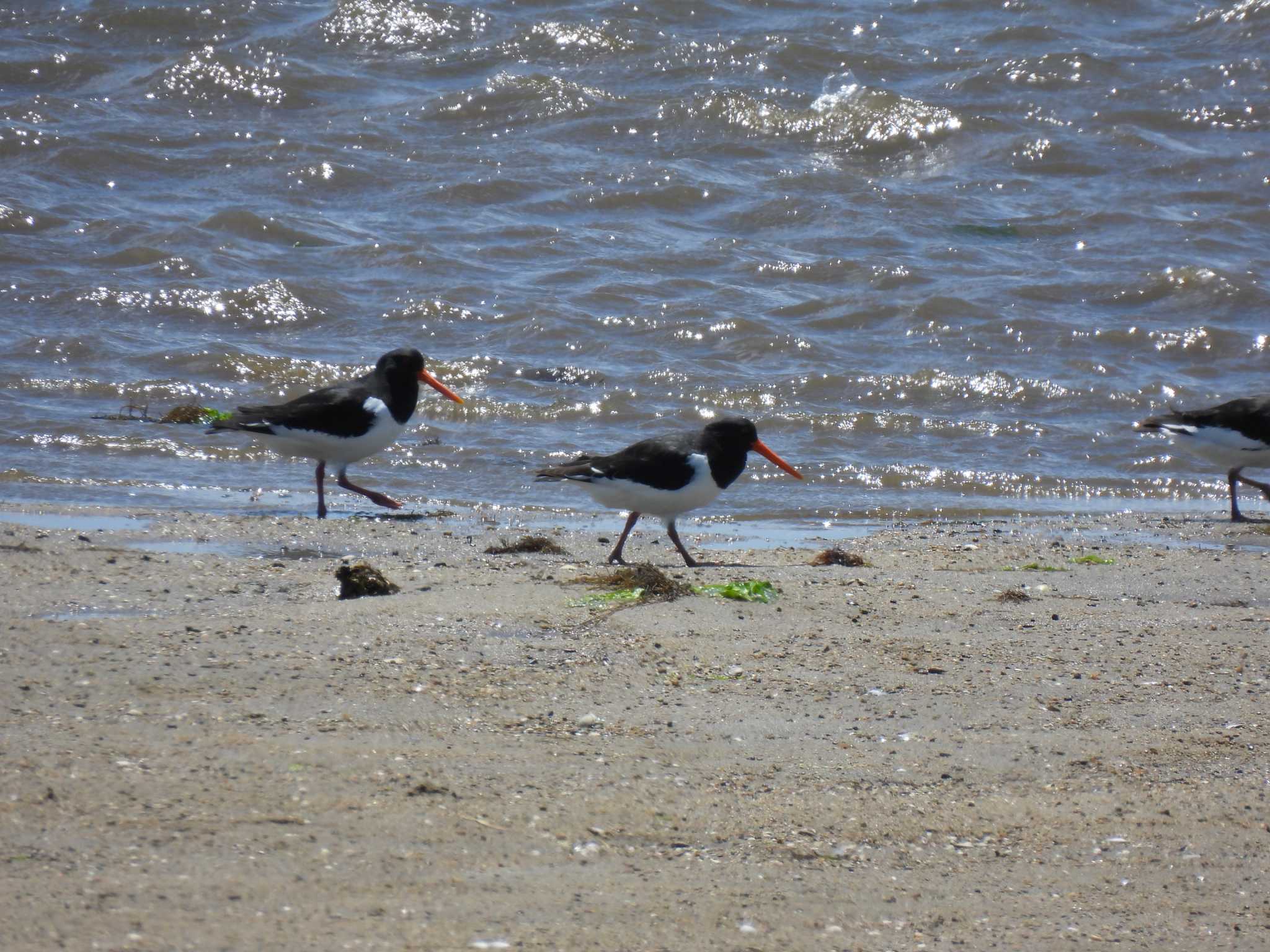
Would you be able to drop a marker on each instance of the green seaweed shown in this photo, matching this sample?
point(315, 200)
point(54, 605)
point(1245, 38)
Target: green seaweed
point(752, 591)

_Goal of the exercise_
Repeat every row above word for word, leaving out the picture.

_Answer to the exercise_
Would you be able to drop a marker on each instance of the green seaweed shown in this photo, matching this sample?
point(315, 200)
point(54, 605)
point(1245, 38)
Target: green seaweed
point(752, 591)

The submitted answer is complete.